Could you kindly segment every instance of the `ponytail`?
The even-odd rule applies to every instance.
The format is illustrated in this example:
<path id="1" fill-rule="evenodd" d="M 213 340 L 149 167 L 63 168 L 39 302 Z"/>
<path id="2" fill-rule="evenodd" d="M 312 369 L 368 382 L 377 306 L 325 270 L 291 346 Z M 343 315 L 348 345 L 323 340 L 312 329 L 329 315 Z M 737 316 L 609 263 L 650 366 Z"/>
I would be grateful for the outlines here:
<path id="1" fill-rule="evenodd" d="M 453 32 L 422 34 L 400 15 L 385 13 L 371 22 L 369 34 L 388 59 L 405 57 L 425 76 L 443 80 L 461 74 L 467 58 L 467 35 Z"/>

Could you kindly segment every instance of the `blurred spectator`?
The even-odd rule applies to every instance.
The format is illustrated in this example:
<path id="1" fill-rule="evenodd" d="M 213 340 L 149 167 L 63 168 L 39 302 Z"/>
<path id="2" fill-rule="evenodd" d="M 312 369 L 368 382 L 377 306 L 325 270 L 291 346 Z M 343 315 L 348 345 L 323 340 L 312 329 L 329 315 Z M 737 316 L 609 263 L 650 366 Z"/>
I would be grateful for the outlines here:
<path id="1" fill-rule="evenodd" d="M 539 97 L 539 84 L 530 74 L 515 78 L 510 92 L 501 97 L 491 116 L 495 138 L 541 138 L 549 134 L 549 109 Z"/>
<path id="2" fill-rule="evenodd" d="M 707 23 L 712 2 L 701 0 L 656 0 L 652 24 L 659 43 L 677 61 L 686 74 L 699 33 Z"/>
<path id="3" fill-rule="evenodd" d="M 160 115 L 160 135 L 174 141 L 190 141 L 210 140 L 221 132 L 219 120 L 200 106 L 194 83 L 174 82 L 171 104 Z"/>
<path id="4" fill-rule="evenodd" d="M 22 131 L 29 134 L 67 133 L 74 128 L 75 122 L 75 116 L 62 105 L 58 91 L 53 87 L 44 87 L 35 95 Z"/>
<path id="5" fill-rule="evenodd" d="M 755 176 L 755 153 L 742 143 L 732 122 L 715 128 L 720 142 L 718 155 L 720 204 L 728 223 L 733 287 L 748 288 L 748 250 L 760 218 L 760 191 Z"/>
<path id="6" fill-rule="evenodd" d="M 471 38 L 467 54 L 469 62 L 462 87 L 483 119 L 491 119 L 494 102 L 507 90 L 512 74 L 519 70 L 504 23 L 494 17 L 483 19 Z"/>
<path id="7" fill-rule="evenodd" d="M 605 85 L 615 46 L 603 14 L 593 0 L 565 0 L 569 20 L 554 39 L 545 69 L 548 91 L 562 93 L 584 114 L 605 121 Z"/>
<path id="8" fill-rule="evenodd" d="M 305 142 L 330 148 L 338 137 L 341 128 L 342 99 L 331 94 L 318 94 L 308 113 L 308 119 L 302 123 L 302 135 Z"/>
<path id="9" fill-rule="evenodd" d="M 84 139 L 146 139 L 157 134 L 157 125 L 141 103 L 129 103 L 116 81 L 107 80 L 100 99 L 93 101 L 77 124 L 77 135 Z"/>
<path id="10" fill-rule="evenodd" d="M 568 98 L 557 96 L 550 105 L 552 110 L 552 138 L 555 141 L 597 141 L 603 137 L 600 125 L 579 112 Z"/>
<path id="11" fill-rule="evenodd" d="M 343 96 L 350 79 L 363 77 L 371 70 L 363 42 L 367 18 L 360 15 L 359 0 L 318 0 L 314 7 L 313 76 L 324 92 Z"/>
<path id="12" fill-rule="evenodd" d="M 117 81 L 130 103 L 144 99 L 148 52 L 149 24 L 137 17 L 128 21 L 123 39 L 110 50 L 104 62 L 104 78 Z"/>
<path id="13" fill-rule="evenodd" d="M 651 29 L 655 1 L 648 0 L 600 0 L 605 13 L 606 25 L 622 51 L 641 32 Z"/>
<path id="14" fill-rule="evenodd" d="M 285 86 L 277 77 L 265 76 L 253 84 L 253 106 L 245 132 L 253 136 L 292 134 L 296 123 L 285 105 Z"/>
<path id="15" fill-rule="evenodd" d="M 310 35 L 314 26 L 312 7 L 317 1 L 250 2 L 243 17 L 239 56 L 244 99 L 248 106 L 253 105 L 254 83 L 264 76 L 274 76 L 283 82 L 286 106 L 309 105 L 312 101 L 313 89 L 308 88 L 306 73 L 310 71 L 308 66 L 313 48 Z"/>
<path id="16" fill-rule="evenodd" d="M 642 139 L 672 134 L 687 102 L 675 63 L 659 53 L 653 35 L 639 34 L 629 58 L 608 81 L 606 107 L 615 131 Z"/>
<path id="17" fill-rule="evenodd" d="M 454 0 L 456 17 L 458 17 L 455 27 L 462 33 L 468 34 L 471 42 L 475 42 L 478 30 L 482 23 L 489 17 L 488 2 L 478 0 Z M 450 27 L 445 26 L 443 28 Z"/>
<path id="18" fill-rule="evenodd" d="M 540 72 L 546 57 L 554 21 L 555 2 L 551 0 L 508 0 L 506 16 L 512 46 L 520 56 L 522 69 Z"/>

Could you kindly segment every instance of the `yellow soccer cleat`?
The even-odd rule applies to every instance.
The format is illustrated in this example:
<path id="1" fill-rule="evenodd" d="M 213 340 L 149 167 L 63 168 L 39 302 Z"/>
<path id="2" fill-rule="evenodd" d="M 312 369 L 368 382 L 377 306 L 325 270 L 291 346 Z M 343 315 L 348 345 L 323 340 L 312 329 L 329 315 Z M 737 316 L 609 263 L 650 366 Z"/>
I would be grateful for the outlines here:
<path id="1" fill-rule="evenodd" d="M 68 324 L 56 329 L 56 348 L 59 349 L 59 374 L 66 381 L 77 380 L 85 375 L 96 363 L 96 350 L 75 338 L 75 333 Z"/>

======

### Task to carry out
Go through the listing above and return each line that includes the word "kindly".

### Answer to the exercise
Could you kindly segment every instance of the `ponytail`?
Could you kindly segment every instance of the `blurred spectator`?
Could you kindly segment every instance of the `yellow soccer cleat`?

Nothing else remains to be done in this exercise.